* **INSTRUCTIONS FOR THE TASK**:
Replace "Where can you spot" with "Where do you see" everywhere in the items below, keeping everything else the same. Don't include the pictures in your answer.

Coordinate annotation items:
============
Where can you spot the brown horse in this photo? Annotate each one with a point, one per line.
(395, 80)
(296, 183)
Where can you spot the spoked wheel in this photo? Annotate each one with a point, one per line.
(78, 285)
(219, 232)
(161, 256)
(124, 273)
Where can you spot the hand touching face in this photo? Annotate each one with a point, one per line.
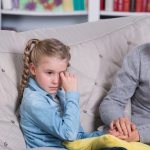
(69, 81)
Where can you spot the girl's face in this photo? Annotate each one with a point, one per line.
(47, 73)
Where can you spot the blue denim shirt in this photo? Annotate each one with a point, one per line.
(46, 122)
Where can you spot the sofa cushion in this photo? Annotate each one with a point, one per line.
(10, 134)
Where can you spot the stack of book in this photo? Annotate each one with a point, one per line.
(48, 5)
(125, 5)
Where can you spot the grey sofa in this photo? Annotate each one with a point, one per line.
(97, 51)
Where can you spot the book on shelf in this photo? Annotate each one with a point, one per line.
(68, 5)
(46, 5)
(126, 5)
(7, 4)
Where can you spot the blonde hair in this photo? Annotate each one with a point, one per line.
(35, 49)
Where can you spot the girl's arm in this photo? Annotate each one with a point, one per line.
(50, 119)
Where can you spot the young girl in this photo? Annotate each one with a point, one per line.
(49, 109)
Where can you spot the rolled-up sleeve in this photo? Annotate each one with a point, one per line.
(62, 125)
(123, 88)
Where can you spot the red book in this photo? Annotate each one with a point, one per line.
(120, 5)
(102, 7)
(126, 5)
(116, 5)
(148, 5)
(138, 6)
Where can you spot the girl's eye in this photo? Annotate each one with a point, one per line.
(49, 73)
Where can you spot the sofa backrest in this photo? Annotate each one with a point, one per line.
(97, 51)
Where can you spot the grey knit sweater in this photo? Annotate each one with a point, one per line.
(132, 82)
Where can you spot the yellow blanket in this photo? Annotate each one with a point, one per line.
(96, 143)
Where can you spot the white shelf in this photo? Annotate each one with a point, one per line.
(42, 13)
(115, 13)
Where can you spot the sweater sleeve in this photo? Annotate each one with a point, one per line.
(62, 125)
(123, 88)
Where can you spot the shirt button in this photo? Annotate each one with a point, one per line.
(128, 42)
(12, 121)
(2, 70)
(85, 111)
(96, 83)
(5, 144)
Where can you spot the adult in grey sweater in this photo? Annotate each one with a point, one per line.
(132, 83)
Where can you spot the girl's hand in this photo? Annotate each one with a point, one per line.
(134, 136)
(69, 81)
(122, 125)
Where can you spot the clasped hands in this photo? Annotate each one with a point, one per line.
(124, 129)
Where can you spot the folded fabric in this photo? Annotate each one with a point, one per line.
(113, 148)
(105, 141)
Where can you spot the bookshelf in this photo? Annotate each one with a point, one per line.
(111, 13)
(92, 14)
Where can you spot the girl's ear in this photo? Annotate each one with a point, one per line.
(32, 68)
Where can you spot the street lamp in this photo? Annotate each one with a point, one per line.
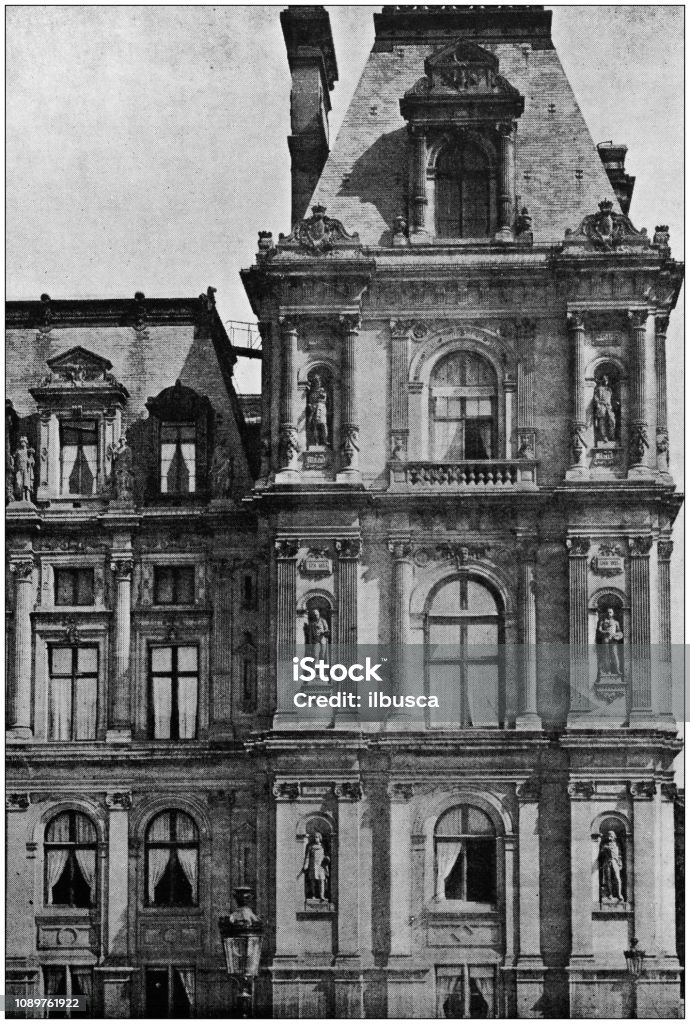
============
* **RESPONSE FOR THIS EXERCISE**:
Where do you see the brown horse in this photo? Annotate each one with a point, one per line.
(395, 80)
(296, 183)
Where do you see the spoked wheel in this photo? Annotate each one with a point, one per line.
(78, 285)
(219, 232)
(161, 256)
(124, 273)
Where do you see the hand touching face in this photo? Annotate each one with a point, one per line.
(69, 81)
Where do you see the girl's face in this photo? Annotate each one with a point, one per line.
(47, 73)
Where do you see the blue denim shirt in this photo? Annotate each one with a point, one per line.
(46, 122)
Where do you see the sofa cushion in this photo? Annotate each one with a point, one per line.
(10, 134)
Where do you see the stack of book in this photo? Annotate each one with a point, one per line.
(48, 5)
(125, 5)
Where do you see the grey sofa in this photo? Annotate each one with a point, one per line.
(97, 51)
Where do you see the book on shelf in this photo? Annotate each one with a point, one per line.
(68, 5)
(46, 5)
(126, 5)
(7, 4)
Where do you see the blonde hair in this photo? Annotate each one with a point, one per line.
(35, 49)
Where do you see the girl's arm in this photo? Annotate each one with a point, one per line.
(50, 119)
Where do you see the young girl in this photo? Annotate each one with a point, one per line.
(49, 109)
Where do you see the rolled-up sleeve in this photo? Annotate each one with a point, one per line.
(62, 125)
(123, 88)
Where do you see the red book in this photo? Annotate each one with a point, one per line.
(120, 5)
(102, 7)
(126, 5)
(116, 5)
(148, 5)
(138, 6)
Where do you see the girl's eye in this photo? Annotate each one with a point, one per line.
(49, 73)
Where do you see the sofa backrest in this photo? Annotate each one with a point, one per line.
(97, 51)
Where do you see the grey knit sweater in this photo? Annotate each one with a point, one per line.
(132, 82)
Where do you see the yellow blanket in this photo? Annotate each one with a point, one per line.
(96, 143)
Where do you see the white shelf in this photo? Annotate each one with a point, one per line.
(42, 13)
(115, 13)
Where do you see the sweater sleeve in this photo? Annotate each one with a point, one per line.
(62, 125)
(123, 88)
Where do you see the shirt button in this photo? Annotate each one with a point, one per line.
(128, 42)
(12, 121)
(2, 70)
(85, 111)
(96, 83)
(5, 144)
Where do you see the adult in grey sweater in this photo? Annotate each one with a point, one per line.
(132, 83)
Where do you see the girl's hand in this photo? Annotate each one with a point, one per line.
(134, 136)
(69, 81)
(122, 125)
Where do you see the clasped hands in this photo? Annotate each one with a point, one per line.
(124, 129)
Where do you see the folded fabric in this photo? Annotate each one with a point, one per line.
(113, 148)
(105, 141)
Where do you see the bookshelf in this photo? Annotate each one with a point, one per line.
(111, 13)
(92, 14)
Where do you see the girl's ear in this photo? Annotate each one with a point, one per line.
(32, 68)
Where do you see the street lamp in this photo? Annotate each one with a point, one per line.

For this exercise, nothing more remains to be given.